### EXERCISE DETAILS
Omit any picture, and return the remaining data exactly as written.

### SUPPLIED INFORMATION
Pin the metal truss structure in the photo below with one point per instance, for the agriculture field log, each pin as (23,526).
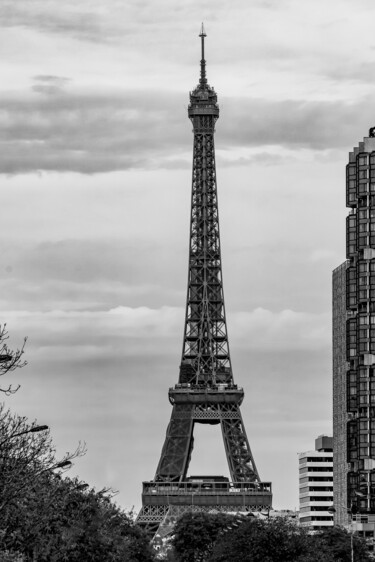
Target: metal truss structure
(205,392)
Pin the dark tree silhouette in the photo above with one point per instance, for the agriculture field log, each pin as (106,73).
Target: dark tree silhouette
(10,359)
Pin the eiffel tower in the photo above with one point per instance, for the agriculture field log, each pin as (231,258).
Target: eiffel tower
(205,392)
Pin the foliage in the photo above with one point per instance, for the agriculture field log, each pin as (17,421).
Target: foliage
(9,359)
(45,516)
(8,556)
(334,544)
(256,540)
(196,533)
(220,538)
(26,456)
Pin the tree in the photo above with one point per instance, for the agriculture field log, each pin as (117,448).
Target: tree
(335,544)
(256,540)
(48,517)
(195,534)
(26,455)
(9,359)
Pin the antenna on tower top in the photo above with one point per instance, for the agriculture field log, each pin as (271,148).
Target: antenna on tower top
(203,79)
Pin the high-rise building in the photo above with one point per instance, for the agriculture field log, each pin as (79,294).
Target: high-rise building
(354,347)
(340,415)
(316,485)
(205,392)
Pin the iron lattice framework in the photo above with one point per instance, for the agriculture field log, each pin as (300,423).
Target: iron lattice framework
(206,392)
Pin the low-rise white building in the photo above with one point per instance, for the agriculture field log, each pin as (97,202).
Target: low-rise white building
(316,485)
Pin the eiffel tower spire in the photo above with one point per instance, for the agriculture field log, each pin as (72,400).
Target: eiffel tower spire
(205,392)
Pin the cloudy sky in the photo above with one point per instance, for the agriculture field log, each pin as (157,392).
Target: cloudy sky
(95,168)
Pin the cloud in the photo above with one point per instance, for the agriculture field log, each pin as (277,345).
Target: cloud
(89,133)
(144,330)
(49,85)
(285,330)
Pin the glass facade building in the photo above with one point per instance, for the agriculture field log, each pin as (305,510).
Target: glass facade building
(354,345)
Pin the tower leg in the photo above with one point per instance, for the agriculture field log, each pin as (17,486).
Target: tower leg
(178,445)
(240,459)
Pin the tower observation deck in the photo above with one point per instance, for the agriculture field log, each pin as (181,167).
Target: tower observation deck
(205,392)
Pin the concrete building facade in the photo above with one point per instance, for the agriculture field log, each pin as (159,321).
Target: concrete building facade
(316,485)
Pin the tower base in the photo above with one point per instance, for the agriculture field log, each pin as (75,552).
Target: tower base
(164,502)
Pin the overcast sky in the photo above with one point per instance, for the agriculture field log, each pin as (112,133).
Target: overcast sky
(95,167)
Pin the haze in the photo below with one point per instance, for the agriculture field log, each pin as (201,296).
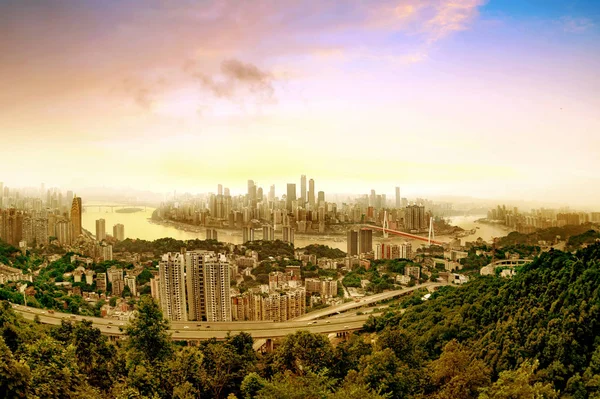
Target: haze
(493,99)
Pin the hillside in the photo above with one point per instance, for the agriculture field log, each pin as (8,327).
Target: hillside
(535,336)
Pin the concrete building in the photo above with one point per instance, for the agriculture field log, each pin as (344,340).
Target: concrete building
(119,232)
(352,243)
(172,287)
(100,229)
(288,234)
(76,209)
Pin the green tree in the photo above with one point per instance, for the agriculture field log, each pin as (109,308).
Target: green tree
(303,351)
(519,384)
(15,377)
(147,333)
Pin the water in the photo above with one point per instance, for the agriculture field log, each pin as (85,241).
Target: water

### ANSWER IN FULL
Pin the metal truss structure in the photo below with one point per instance, for the agriculture field log, each pin as (23,526).
Target: metal truss structure
(205,392)
Pin the dark tree silhouette in the photo above with one point per instance, for the agriculture field log, each pin as (106,73).
Target: dark tree silhouette
(10,359)
Pin the eiffel tower in the photo above with one point per instance, for the agriculture field log, each pin as (231,258).
Target: eiffel tower
(205,392)
Pin the foliage in the photo above with one point per instance, for the agriculture field log, each pin as (17,421).
Target: foliage
(9,359)
(45,516)
(8,556)
(334,544)
(256,540)
(196,533)
(220,538)
(26,456)
Pin the tree in the photo above with one point per instance, for the agriculture field log, each pin as (117,448).
Target: tree
(335,544)
(256,540)
(48,517)
(195,534)
(26,455)
(9,359)
Pin the antenna on tower top in the photo above with one point per instance, for the agriculture field log, each pin as (271,148).
Target: antenna on tower top
(203,79)
Pin the high-rise building in the photo above with one point per instance, for the agriculture field log, each pin as (79,294).
Target: high-rise building
(354,347)
(340,415)
(316,485)
(205,392)
Pin the iron lattice framework in the photo above with one point per instance, for the agriculture field log, each pin as (300,423).
Target: iron lattice framework
(206,392)
Pin the low-rise white building in the photo above with one point per instance, for the agriculture field log, each pin as (97,202).
Target: low-rise white building
(316,485)
Pin the eiffel tower spire in the photo above with one point per instance, for the agriculture field log, each pin as (72,400).
Target: eiffel tower spire
(205,392)
Pin the cloudy sky in the photo above with one point per instance, for the agriculture field log, each pin as (157,392).
Target: cloudy sky
(95,168)
Pin the cloud in the photo above with one point per instance, for the agriculture field log, each pin as (277,345).
Target: cloud
(89,133)
(144,330)
(49,85)
(285,330)
Pin the glass facade building in the photo above with one point per instance, for the agriculture field log, each pin as (305,510).
Target: glass facade building
(354,345)
Pin the tower leg in the photo above with one point per instance, for the agriculture field log, each pin as (17,486).
Target: tower leg
(178,445)
(240,459)
Pin the tower observation deck in the photo above with one point per instance, for the agriculture field log, each pin as (181,167).
Target: tower observation deck
(205,392)
Pin the concrete building facade in the photo above with one point per instance, for the agriculture field log, each pin as (159,321).
Target: concrete building facade
(316,485)
Pin the tower base in the photo above with one point per instance, for the agriculture field log, each pin as (75,552).
Target: tower base
(164,502)
Pin the overcast sky in the photo above with one point per instance, for the agriculture field log, each pin as (112,133).
Target: overcast sky
(95,167)
Pin the haze in the photo below with one point per instance, for the agriculture field log, each pin as (201,296).
Target: haze
(493,99)
Pin the hillside in the photo above with one point per instance, for the agriculture field log, each pin as (8,327).
Target: hillside
(535,336)
Pin the concrete building in the photo above with one point per instance, for the agriculture field log, each pin as (344,340).
Target: concrete building
(119,232)
(352,243)
(172,287)
(100,229)
(288,234)
(76,209)
Pin the green tree in the photo above with one point per instance, for the agriculture field log, each pin as (109,308).
Target: green tree
(303,351)
(519,384)
(15,377)
(147,333)
Pin the water in the photo above with one point per instance, for the agriculture field log, each pin as (85,241).
Target: water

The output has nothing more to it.